Casting into the wind, but I still haven't done anything like this since I was younger. 
First cast.. ended up having to cut it out. I think I'm getting used to it now, but it'll punish you for even small mistakes.


----------



## Snakesurf (Jun 18, 2019)

LowHydrogen said:


> Recently put some Boca Bearings in a Curado, be careful the dry super fast ceramic bearings can overcome the ability of the braking systems. So the reel will feel and cast completely different.
> 
> Casting into the wind, but I still haven't done anything like this since I was younger.
> First cast.. ended up having to cut it out. I think I'm getting used to it now, but it'll punish you for even small mistakes.
> View attachment 118264


Got them where I get my reels cleaned at FTU in Sugarland, Texas. It was only $30 to upgrade each reel but he used better ceramic bearings than the Bocas (higher ABEC rating).

Object point labels

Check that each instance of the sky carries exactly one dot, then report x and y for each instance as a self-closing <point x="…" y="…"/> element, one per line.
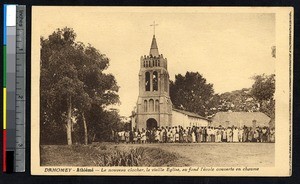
<point x="227" y="48"/>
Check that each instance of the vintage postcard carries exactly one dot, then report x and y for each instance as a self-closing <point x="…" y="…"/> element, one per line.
<point x="162" y="91"/>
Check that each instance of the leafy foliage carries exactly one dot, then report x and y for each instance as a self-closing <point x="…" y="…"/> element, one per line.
<point x="72" y="83"/>
<point x="192" y="93"/>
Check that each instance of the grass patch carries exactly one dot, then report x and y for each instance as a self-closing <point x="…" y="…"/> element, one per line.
<point x="104" y="155"/>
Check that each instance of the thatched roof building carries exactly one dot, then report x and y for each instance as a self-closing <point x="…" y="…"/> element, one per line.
<point x="239" y="119"/>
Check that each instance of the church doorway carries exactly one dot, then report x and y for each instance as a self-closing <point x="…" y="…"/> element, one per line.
<point x="151" y="123"/>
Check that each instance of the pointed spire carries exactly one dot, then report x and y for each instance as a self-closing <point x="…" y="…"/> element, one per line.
<point x="154" y="48"/>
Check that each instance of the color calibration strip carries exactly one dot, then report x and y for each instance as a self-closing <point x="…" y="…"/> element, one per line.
<point x="14" y="63"/>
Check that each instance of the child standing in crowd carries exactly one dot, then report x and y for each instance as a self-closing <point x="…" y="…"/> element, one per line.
<point x="195" y="134"/>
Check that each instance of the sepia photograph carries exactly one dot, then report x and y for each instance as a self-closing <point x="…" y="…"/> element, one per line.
<point x="161" y="91"/>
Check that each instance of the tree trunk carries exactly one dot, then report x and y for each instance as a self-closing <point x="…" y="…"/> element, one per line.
<point x="69" y="123"/>
<point x="85" y="129"/>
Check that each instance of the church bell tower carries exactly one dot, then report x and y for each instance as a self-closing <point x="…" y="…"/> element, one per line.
<point x="154" y="106"/>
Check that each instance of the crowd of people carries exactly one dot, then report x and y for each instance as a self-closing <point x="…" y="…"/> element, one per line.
<point x="194" y="134"/>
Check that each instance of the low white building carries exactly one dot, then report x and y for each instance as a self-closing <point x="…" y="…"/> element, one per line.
<point x="188" y="119"/>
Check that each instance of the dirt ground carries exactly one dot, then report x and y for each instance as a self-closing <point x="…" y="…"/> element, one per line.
<point x="221" y="154"/>
<point x="181" y="154"/>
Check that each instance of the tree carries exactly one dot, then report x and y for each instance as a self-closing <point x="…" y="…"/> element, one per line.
<point x="192" y="93"/>
<point x="263" y="91"/>
<point x="72" y="81"/>
<point x="263" y="88"/>
<point x="238" y="101"/>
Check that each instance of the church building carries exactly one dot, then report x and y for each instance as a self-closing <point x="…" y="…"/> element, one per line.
<point x="154" y="106"/>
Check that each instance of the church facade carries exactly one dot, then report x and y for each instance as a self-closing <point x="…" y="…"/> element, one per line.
<point x="154" y="106"/>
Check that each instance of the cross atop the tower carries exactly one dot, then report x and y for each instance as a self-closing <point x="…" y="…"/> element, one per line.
<point x="154" y="27"/>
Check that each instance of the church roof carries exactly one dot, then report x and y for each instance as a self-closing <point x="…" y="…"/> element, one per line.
<point x="191" y="114"/>
<point x="240" y="118"/>
<point x="154" y="48"/>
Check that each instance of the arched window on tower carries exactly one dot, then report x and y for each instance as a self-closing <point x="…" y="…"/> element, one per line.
<point x="166" y="81"/>
<point x="155" y="81"/>
<point x="156" y="105"/>
<point x="145" y="106"/>
<point x="147" y="81"/>
<point x="151" y="105"/>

▶ _TASKS_
- A) Answer these questions about the forum thread on reel bearings:
(i) Which brand of bearings went into a Curado?
(ii) What happened on the first cast into the wind?
(iii) What did it cost to upgrade each reel at FTU?
- B) Summarize the reel bearing thread in two sentences.

▶ _TASK RESULTS_
- A)
(i) Boca Bearings.
(ii) It ended up having to be cut out.
(iii) $30.

- B) LowHydrogen put Boca Bearings in a Curado and warns that dry, very fast ceramic bearings can overcome the braking system, so the reel casts differently and punishes even small mistakes; the first cast had to be cut out. Snakesurf replies that an upgrade at FTU in Sugarland, Texas cost only $30 per reel and used ceramic bearings with a higher ABEC rating than the Bocas.